# TASK TO CARRY OUT
The line that contains "one marker per instance, written like [707,108]" and all lines following it to the end of the data below: set these down exactly, and nothing besides.

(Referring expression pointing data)
Segment Open

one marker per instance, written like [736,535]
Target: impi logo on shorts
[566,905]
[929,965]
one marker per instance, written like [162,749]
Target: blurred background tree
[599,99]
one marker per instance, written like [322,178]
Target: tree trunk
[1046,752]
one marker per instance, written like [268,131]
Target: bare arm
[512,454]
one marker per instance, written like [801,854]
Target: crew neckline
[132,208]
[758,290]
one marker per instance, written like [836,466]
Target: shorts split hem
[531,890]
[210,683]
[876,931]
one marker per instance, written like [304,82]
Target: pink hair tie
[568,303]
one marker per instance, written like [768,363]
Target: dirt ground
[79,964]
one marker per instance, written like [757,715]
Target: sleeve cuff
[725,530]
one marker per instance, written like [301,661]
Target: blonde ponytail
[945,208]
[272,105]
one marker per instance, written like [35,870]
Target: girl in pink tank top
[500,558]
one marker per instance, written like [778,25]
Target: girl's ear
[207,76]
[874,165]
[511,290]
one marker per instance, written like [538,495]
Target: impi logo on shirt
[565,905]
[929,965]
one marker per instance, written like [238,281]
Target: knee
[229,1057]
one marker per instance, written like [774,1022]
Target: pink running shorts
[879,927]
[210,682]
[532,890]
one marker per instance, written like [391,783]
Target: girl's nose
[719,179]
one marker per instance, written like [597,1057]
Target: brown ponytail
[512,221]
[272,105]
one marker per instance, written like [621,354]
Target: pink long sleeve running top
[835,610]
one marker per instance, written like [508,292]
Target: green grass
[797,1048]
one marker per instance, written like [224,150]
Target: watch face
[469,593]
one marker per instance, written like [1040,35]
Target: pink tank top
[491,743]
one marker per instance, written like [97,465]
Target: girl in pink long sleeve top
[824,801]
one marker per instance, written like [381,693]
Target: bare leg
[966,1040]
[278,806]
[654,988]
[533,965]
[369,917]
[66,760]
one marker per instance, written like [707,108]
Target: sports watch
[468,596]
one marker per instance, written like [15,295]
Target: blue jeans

Segment Closed

# EXERCISE SOLUTION
one marker per instance, written like [707,108]
Target: sports watch
[468,596]
one marker per instance, written like [15,295]
Target: blue jeans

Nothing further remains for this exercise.